Position identification records:
# # #
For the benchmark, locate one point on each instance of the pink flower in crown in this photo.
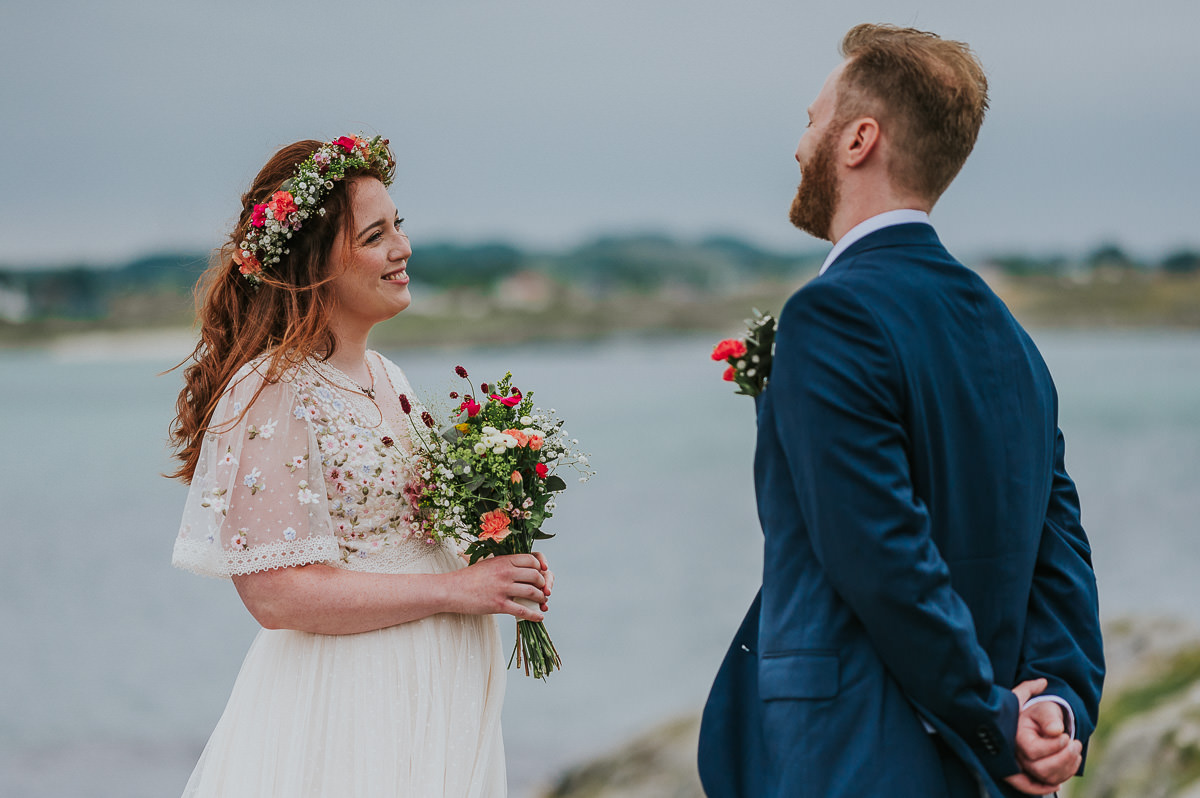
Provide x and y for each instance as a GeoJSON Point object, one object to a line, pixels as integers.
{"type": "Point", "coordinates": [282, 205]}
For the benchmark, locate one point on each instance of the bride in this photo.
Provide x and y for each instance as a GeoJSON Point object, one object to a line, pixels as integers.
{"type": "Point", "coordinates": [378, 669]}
# # #
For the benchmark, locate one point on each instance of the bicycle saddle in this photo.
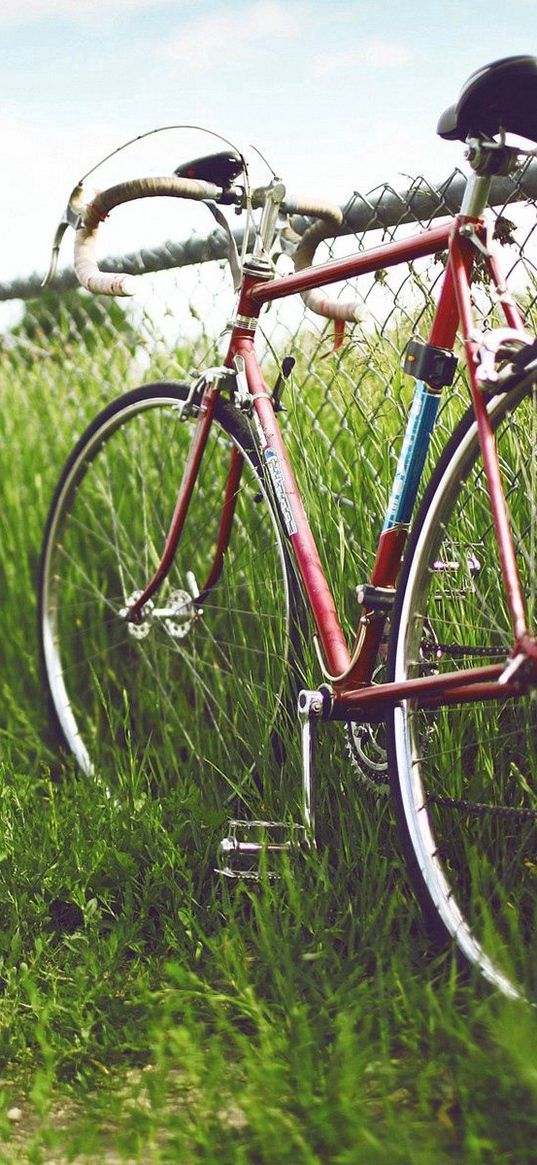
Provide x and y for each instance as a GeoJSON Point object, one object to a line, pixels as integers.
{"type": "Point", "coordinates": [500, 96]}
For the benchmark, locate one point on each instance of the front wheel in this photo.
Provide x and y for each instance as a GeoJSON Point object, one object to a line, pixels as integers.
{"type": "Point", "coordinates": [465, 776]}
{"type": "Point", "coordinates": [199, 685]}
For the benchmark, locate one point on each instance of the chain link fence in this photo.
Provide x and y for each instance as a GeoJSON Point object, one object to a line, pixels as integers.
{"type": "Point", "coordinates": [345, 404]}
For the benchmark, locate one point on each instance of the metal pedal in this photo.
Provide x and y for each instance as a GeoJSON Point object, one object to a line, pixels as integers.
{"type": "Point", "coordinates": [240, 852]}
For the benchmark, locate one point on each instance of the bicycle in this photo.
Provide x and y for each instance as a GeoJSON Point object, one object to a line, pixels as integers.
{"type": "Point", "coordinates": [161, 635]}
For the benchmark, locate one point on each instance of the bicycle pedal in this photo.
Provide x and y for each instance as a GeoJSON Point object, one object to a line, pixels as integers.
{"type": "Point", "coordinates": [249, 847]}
# # #
Show every line of the listing above that contains the word "locate".

For the benchmark, locate one point on each instance of the pink flower in crown in this photo.
For the benchmark, locate one point on each instance of the bride in this photo.
For the benchmark, locate one point on each instance of the bicycle saddle in this photo.
For the benchmark, locate one point on each instance of the front wheel in this photo.
For the benchmark, locate one point on each instance of the chain link fence in this photo.
For the benchmark, locate one point on each instance of the metal pedal in this photo.
For the benchmark, locate one point on each instance of the bicycle in this photo.
For the benchmark, locate one point on each instance of the bicycle pedal in this photo.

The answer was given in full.